Turn every line of the listing below into a JSON list of strings, one string per line, with blank lines omitted. Leave the pictures out of your answer.
======== EXERCISE DATA
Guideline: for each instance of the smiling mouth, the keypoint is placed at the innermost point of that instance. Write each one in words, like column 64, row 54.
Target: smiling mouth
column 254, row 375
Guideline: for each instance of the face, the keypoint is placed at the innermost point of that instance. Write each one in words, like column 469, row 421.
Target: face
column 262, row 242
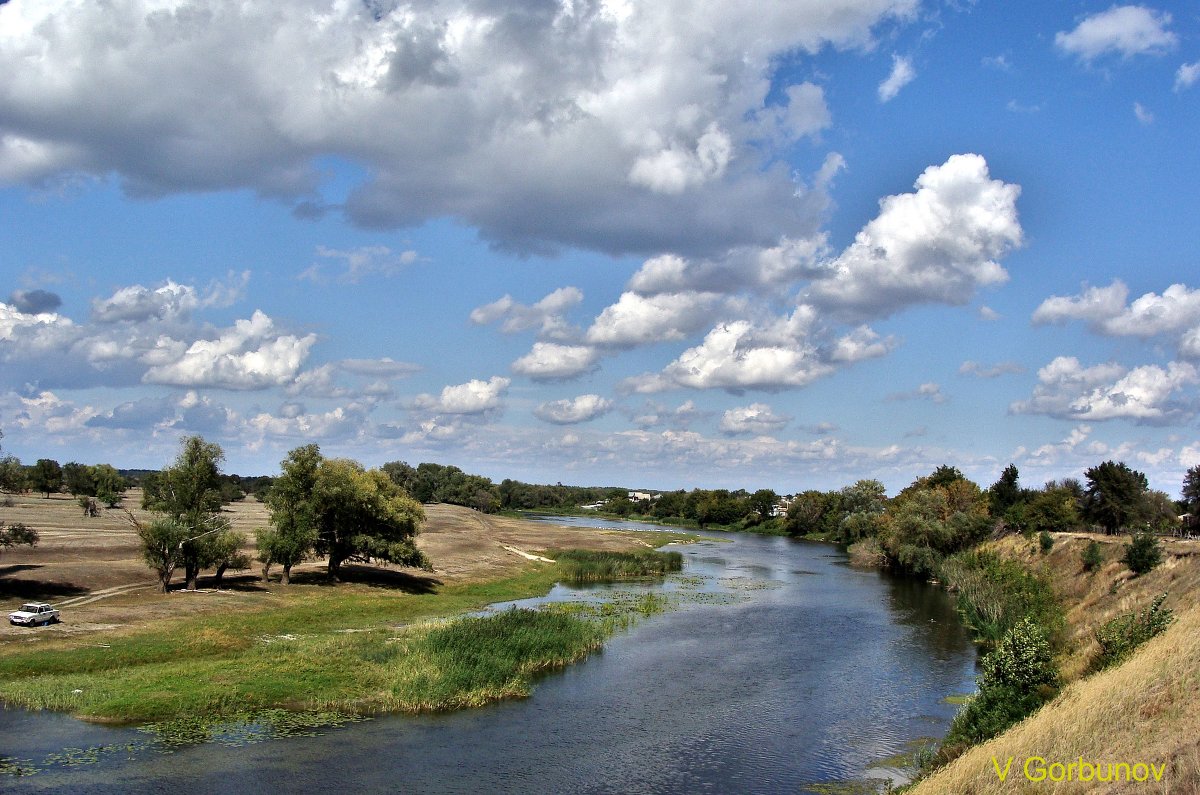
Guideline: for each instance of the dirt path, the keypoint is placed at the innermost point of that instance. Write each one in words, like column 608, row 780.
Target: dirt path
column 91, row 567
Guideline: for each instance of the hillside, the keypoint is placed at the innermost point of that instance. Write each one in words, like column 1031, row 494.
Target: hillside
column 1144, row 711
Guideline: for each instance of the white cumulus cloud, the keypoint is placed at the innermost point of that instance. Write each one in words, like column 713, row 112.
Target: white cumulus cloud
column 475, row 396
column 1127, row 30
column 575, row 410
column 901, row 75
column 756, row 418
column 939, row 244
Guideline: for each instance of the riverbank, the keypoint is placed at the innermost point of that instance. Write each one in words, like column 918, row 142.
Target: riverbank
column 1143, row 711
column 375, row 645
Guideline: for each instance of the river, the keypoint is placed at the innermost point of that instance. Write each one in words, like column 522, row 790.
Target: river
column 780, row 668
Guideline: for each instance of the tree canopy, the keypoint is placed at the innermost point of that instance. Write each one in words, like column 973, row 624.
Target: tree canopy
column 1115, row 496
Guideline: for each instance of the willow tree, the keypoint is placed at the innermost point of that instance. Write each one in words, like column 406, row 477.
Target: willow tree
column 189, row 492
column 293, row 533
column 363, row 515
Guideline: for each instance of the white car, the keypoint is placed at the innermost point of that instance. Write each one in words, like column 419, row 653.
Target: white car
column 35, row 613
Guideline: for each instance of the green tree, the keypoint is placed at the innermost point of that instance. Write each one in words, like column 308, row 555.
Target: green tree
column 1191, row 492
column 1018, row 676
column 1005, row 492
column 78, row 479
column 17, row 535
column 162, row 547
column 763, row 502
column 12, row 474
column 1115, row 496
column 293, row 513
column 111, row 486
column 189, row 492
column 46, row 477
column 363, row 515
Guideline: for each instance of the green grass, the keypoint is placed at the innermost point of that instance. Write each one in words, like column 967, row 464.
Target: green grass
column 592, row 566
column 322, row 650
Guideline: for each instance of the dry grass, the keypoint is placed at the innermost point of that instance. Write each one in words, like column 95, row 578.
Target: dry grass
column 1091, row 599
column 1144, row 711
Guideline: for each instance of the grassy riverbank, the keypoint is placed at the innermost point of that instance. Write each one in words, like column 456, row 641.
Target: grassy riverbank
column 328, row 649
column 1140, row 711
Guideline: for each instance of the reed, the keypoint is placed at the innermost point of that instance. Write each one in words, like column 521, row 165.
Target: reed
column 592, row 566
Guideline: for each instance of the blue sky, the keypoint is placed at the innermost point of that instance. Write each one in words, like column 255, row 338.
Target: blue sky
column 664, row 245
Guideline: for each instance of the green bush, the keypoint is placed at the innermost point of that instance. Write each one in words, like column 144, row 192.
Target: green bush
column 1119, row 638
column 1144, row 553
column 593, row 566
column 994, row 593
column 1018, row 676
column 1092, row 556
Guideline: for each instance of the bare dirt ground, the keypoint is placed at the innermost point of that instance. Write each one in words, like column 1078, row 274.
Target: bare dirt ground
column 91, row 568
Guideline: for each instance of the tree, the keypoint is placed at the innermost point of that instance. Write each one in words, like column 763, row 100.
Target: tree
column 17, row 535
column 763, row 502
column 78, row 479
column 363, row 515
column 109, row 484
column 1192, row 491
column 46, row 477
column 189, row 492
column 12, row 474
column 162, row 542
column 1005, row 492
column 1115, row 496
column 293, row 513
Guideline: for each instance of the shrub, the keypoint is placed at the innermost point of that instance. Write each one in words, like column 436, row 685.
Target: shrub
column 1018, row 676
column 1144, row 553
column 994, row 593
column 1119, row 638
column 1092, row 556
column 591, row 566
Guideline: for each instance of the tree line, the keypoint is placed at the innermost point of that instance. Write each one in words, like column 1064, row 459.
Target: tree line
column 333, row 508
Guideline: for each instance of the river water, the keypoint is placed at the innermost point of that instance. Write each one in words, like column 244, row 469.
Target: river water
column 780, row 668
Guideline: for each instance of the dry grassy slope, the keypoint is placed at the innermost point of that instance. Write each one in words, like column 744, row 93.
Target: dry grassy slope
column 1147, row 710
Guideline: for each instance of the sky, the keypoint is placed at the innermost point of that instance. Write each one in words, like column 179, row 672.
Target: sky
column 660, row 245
================
THE REPLY:
[
  "Guideline: for each instance of the smiling mouth, the keypoint is placed at the innermost point of that instance. Write each one in words, like column 64, row 54.",
  "Target: smiling mouth",
  "column 254, row 375",
  "Guideline: for each instance of the face, the keypoint is placed at the innermost point of that instance. Write each one in words, like column 469, row 421.",
  "Target: face",
  "column 262, row 242",
  "Guideline: for each instance of the dirt path, the keypoint is placed at the innermost point of that instance. Write each one in words, like column 608, row 780.",
  "Target: dirt path",
  "column 91, row 567",
  "Guideline: for each instance of the hillside, the keypoint is placed at the innermost point of that instance. Write each one in words, like column 1031, row 494.",
  "Target: hillside",
  "column 1144, row 711",
  "Guideline: for each instance of the white cumulus cloud, the keypoint is placed at the innermost point of that instance. Write each one in words, like column 713, row 112.",
  "Target: white cumulus cloud",
  "column 475, row 396",
  "column 1127, row 30",
  "column 575, row 410",
  "column 901, row 75",
  "column 756, row 418",
  "column 939, row 244",
  "Guideline: for each instance of the riverbank, the keypoint is placed at the innermost point of that instance. Write each one in words, like column 918, row 142.",
  "Target: riverbank",
  "column 1143, row 711",
  "column 375, row 645",
  "Guideline: for each instance of the river, the keypoint is placed at the innermost point of that instance. Write each one in words, like column 522, row 790.",
  "Target: river",
  "column 780, row 668",
  "Guideline: for each instance of the tree canopy, the keypoint is placed at the innermost point of that instance. Write each one in words, like column 973, row 624.",
  "Target: tree canopy",
  "column 1115, row 496",
  "Guideline: for each instance of the willow tree, the keypoint is placed at the innermost point of that instance. Write each one in words, like column 406, row 477.",
  "Target: willow tree",
  "column 189, row 492",
  "column 293, row 533",
  "column 363, row 515",
  "Guideline: for each instance of the white car, the keypoint is placed at the innermost point of that instance. Write each one in words, like column 419, row 653.",
  "Target: white car",
  "column 35, row 613",
  "Guideline: for each instance of the green tree, the keypoint is placed at the innermost point of that instance. Write each one in words, like column 308, row 555.",
  "Target: green tree",
  "column 1191, row 492",
  "column 1018, row 676",
  "column 1005, row 492",
  "column 78, row 479",
  "column 17, row 535",
  "column 162, row 547",
  "column 763, row 502",
  "column 12, row 474",
  "column 1115, row 496",
  "column 293, row 513",
  "column 111, row 486",
  "column 189, row 492",
  "column 46, row 477",
  "column 363, row 515",
  "Guideline: for each instance of the green grass, the keypoint is placed at the innermost point of that instance. Write each one in words, like column 967, row 464.",
  "Target: green grass",
  "column 592, row 566",
  "column 322, row 650",
  "Guideline: for each instance of the dry grass, the keypoint is placed at the innermost point of that instance. Write each one in words, like column 95, row 578.",
  "Target: dry grass",
  "column 1091, row 599",
  "column 1144, row 711",
  "Guideline: for each instance of the grassy riverbank, the keypoint is placed at the innermost point of that instance. Write each one in words, like column 456, row 641.",
  "Target: grassy riverbank",
  "column 328, row 649",
  "column 1140, row 711",
  "Guideline: for each instance of the reed, the keypoint is placed at the innermost point of that instance. Write each one in words, like column 521, row 165.",
  "Target: reed",
  "column 592, row 566",
  "Guideline: for each instance of the blue sky, the keypoint is placed at the innermost point of that instance. Write each one in words, like column 255, row 338.",
  "Target: blue sky",
  "column 664, row 245",
  "Guideline: for each instance of the green bush, the keypoint is placed at the innermost point of that instance. Write each one in words, like column 144, row 192.",
  "Target: green bush",
  "column 1119, row 638",
  "column 1144, row 553",
  "column 593, row 566",
  "column 994, row 593",
  "column 1018, row 676",
  "column 1092, row 556",
  "Guideline: for each instance of the bare dirt ground, the keypoint is placed at the innermost point of that instance. Write each one in words, like column 1078, row 274.",
  "Target: bare dirt ground",
  "column 91, row 568",
  "Guideline: for each instance of the tree, the keypoint is placed at the innermost point of that instance. Write each one in words, like column 763, row 100.",
  "Target: tree",
  "column 17, row 535",
  "column 763, row 502",
  "column 78, row 479",
  "column 363, row 515",
  "column 109, row 484",
  "column 1192, row 491",
  "column 46, row 477",
  "column 189, row 492",
  "column 12, row 474",
  "column 162, row 542",
  "column 1005, row 492",
  "column 1115, row 496",
  "column 293, row 513",
  "Guideline: for each instance of the shrub, the keypoint is placed at the innermost point of that instance. Write each one in words, like column 436, row 685.",
  "Target: shrub",
  "column 1018, row 676",
  "column 1144, row 553",
  "column 994, row 593",
  "column 1119, row 638",
  "column 1092, row 556",
  "column 591, row 566",
  "Guideline: for each instance of the tree line, the keypoint is placed at the innermost point of that instance. Write each one in words, like column 1064, row 459.",
  "Target: tree line",
  "column 333, row 508",
  "Guideline: for each instance of the river water, the keypoint is placed at the innermost point of that instance. Write each one in words, like column 244, row 469.",
  "Target: river water",
  "column 780, row 668",
  "Guideline: for each instance of the dry grassy slope, the keypoint is placed at the innermost point of that instance. Write each one in words, like column 744, row 93.",
  "Target: dry grassy slope",
  "column 1147, row 710",
  "Guideline: for each instance of the sky, the keypoint is placed at the innermost point of that instance. Write each one in words, like column 179, row 672.",
  "Target: sky",
  "column 660, row 245"
]